**Extracted entries:**
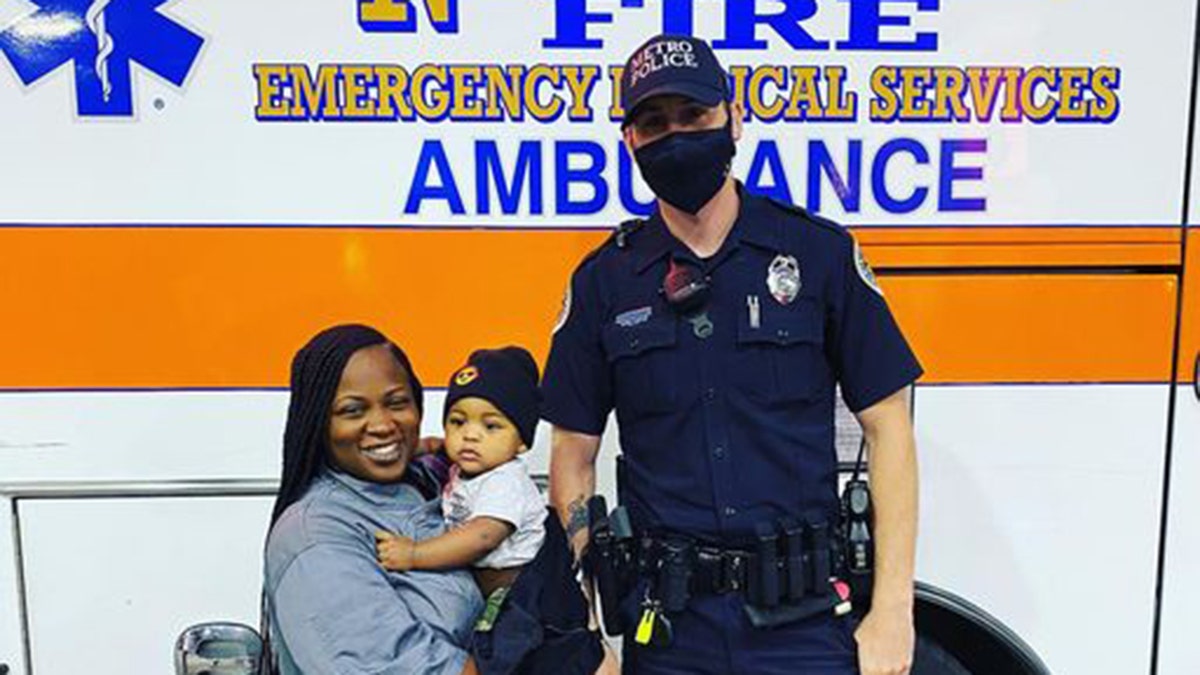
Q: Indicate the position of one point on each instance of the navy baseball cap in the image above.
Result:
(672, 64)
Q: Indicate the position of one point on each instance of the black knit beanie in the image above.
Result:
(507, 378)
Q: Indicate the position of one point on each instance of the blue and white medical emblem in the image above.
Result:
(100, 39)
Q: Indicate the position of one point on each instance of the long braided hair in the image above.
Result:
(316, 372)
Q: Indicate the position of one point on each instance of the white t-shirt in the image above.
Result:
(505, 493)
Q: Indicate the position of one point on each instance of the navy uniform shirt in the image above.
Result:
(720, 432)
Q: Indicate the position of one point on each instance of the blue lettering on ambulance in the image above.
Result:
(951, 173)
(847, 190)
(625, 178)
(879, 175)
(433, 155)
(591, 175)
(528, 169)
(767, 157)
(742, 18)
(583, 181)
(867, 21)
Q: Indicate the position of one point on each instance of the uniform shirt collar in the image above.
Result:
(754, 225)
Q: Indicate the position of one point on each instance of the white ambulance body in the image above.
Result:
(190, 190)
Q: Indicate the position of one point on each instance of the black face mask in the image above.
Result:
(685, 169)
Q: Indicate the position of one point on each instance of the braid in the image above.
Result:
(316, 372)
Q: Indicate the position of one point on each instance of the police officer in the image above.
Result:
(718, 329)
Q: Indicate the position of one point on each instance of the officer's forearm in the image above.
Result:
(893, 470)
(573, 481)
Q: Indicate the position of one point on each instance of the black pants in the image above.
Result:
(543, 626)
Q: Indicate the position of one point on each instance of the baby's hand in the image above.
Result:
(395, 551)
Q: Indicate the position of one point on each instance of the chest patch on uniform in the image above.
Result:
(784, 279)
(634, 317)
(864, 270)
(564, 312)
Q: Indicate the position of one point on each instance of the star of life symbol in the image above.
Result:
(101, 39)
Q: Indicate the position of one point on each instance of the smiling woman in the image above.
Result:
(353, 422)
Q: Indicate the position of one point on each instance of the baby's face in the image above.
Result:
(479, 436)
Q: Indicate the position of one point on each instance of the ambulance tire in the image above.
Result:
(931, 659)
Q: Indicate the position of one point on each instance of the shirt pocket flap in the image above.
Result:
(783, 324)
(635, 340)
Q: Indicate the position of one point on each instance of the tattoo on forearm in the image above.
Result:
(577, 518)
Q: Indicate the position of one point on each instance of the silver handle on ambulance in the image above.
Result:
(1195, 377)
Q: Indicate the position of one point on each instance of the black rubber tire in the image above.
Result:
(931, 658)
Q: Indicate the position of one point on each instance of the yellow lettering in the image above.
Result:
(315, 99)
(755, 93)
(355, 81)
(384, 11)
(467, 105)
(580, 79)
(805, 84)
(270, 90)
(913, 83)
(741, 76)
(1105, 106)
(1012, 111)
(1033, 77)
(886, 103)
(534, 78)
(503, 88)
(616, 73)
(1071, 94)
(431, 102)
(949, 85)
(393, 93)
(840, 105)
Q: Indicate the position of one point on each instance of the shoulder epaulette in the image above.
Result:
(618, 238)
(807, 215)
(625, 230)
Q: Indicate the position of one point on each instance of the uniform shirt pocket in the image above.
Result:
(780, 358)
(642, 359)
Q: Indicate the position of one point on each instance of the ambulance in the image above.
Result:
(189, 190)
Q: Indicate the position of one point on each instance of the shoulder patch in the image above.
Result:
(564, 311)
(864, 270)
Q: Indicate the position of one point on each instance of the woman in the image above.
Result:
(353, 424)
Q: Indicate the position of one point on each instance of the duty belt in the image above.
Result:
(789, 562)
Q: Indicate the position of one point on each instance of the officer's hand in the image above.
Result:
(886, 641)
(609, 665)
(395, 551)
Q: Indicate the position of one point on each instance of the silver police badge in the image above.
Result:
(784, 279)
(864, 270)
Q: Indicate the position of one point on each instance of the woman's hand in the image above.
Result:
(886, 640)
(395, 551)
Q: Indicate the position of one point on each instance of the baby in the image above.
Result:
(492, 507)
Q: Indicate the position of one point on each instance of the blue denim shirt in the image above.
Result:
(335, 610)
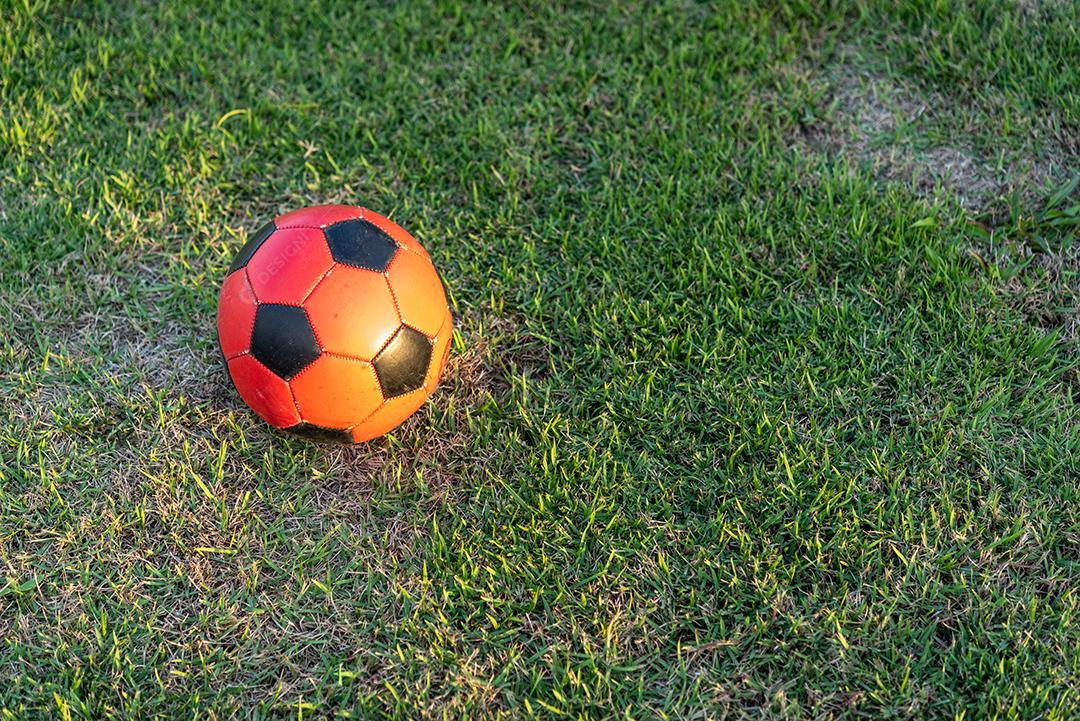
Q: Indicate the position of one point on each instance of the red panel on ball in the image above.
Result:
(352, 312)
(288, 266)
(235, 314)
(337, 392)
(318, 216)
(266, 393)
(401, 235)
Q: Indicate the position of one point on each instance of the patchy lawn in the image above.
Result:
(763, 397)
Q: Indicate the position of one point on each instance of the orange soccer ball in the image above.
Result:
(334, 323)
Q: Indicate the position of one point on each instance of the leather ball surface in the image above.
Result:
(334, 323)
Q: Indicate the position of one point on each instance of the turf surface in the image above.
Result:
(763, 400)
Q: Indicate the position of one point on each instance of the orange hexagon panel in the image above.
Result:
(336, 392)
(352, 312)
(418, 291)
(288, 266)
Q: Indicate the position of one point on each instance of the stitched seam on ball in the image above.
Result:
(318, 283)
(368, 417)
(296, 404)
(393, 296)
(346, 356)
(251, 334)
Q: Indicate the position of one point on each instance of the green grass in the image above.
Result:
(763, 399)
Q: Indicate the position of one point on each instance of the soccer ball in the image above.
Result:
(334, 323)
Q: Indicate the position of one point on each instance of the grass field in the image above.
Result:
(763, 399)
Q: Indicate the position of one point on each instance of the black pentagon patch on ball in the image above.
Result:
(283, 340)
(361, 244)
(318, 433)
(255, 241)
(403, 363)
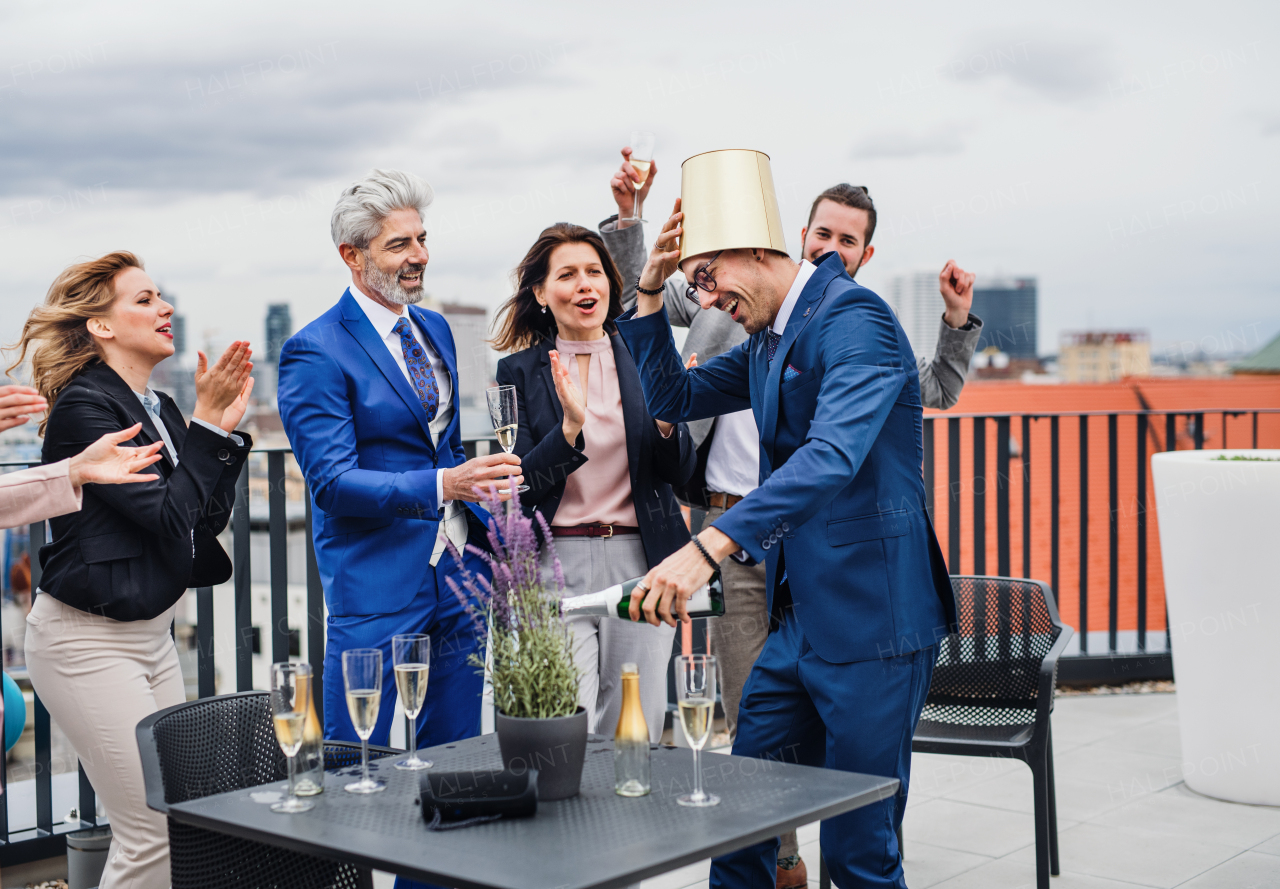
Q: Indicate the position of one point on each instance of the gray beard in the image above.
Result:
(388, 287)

**What the task requires:** Give a verbatim transcription of the entries, leaving out the pictures.

**Task result:**
Q: Indicate the position of one point on each instance of the navy baseball cap in the image above.
Result:
(672, 64)
Q: Indicate the position of one point on each instance of the black knit beanie in the image above.
Result:
(507, 378)
Q: Indicate the position of one point on each instance of the blue and white medical emblem in the image above.
Result:
(100, 39)
Q: Indicate the position of one point on each instance of the long braided hair in the image above.
Result:
(316, 372)
Q: Indicate the position of one point on each instance of the white t-shirt in the image above.
Result:
(505, 493)
Q: Indicate the position of one point on each instance of the navy uniform shirt in the image above.
Result:
(720, 432)
Q: Indicate the position of one point on each instance of the blue lettering on ambulance in the image above.
Result:
(951, 173)
(847, 190)
(625, 178)
(879, 175)
(433, 155)
(591, 175)
(528, 169)
(767, 157)
(742, 18)
(583, 181)
(867, 21)
Q: Indicate the position of one point on each instance of the uniform shirt collar in the image above.
Result:
(754, 225)
Q: Indicate the position of one point on each instance of the white ambulance body in the image above.
Result:
(190, 190)
Q: Indicate the position of one point on each instance of the black face mask in the image above.
Result:
(685, 169)
Q: Indicate the position of one point on each instance of the braid in the image above.
Result:
(316, 372)
Q: Indicate the position of one point on each instance of the police officer in the image above.
Result:
(718, 329)
Q: Indicate the position of one point on each instance of the officer's forearm in the image above.
Result:
(893, 470)
(573, 481)
Q: Indicate the position of one point on each instance of the black pants in the image above.
Result:
(543, 626)
Q: Indicate the position of one point on each instance of the baby's hand in the image above.
Result:
(395, 551)
Q: Indicate the position of one point on each instance of the chest patch on uniform in the image above.
Result:
(784, 279)
(634, 317)
(864, 270)
(564, 312)
Q: Indicate the position of one point on each instance of the star of life symbol in the image above.
Result:
(101, 39)
Q: Indicate the position of one point on each instance of the smiling woman in the image above.
Result:
(353, 422)
Q: Indicate the position of one point on each instance of the baby's face in the image above.
Result:
(479, 436)
Q: Indicate the position of one point on each instance of the ambulance tire in the image above.
Result:
(931, 659)
Q: Indicate the position of one point on each instance of the shirt pocket flap in the image above.
Result:
(783, 324)
(635, 340)
Q: Indicate the position of one point on each instance of the tattoo on forearm in the image above.
Result:
(577, 518)
Q: Indicate the position of one point on each instance of the silver handle on ambulance in the image above.
Result:
(1195, 377)
Q: Indicate the position of one point on each instance of the black rubber tire in the image above.
Result:
(931, 658)
Q: Indicate the position of one point on each instance of the yellow lettering in the image above.
Result:
(315, 99)
(755, 93)
(355, 81)
(384, 11)
(467, 105)
(580, 79)
(805, 84)
(270, 90)
(913, 83)
(741, 76)
(1105, 106)
(1012, 111)
(1033, 77)
(886, 103)
(534, 78)
(503, 88)
(616, 73)
(1071, 94)
(431, 102)
(949, 85)
(393, 93)
(840, 105)
Q: Indicate the position of one point on each instance of the shoulder epaulette in the image above.
Result:
(618, 238)
(807, 215)
(625, 230)
Q: Indicate the position of one point on each instance of the uniform shirt pocket in the image above.
Result:
(780, 358)
(642, 359)
Q: Indicate the position of one point on each instance of the ambulance in the image above.
Result:
(189, 190)
Q: Indicate the position of one point on each instance of the shoulder patch in the image above.
Result:
(564, 311)
(864, 270)
Q: Indicate the position of one point on each instance of the woman in the image above.
Result:
(353, 424)
Q: Indicate the position of one point on each instance of the duty belt in the image above.
Result:
(789, 562)
Q: Indicate the position of one point on each instance of the officer's hand in the image above.
Result:
(886, 641)
(609, 665)
(395, 551)
Q: Indicate the position of one point on each instance of the silver police badge in the image above.
Result:
(784, 279)
(864, 270)
Q: Indicate the position of one point on each instance of the woman's hand in the image above.
Result:
(886, 640)
(395, 551)
Q: Indicate the position of one point on each instance of the baby in the image above.
Result:
(492, 507)
Q: Indicate the position of one point on each instance of the blue denim shirt in the image above.
Result:
(335, 610)
Q: Indicate the position of one point on each instance of the red panel on ball in the image above.
Result:
(352, 312)
(288, 266)
(235, 314)
(337, 392)
(318, 216)
(266, 393)
(401, 235)
Q: Indicate the position of one point on each instance of the patchy lawn in the image above.
Result:
(763, 397)
Q: Indicate the position of one point on each instance of the orange soccer ball in the image above.
Result:
(334, 323)
Q: Indicate the position of one point on each instance of the leather ball surface in the image above.
Result:
(334, 323)
Q: Indicate the position of one point on each instance of the turf surface in the image above.
Result:
(763, 400)
Q: Indicate the position of one point on each instance of the orange hexagon panel in the image above.
Result:
(336, 392)
(352, 312)
(418, 291)
(288, 266)
Q: Indicate the position of one point on each instance of the stitched seam on ball in the image above.
Result:
(318, 283)
(368, 417)
(296, 404)
(393, 296)
(346, 356)
(251, 334)
Q: Indicate the position of one point on each instance of the green grass in the image above.
Result:
(763, 399)
Q: Indicate the position of one point on each instance of the soccer ball in the image above.
Result:
(334, 323)
Q: Indicate the position of one point on each instance of the grass field in the image above.
Result:
(763, 399)
Q: Indicate the position of one point on each instance of the black pentagon patch on ball in the image above.
Result:
(283, 340)
(361, 244)
(318, 433)
(255, 241)
(403, 363)
Q: Indicate the position of one point on each instance of the gray beard in the image above.
Result:
(388, 287)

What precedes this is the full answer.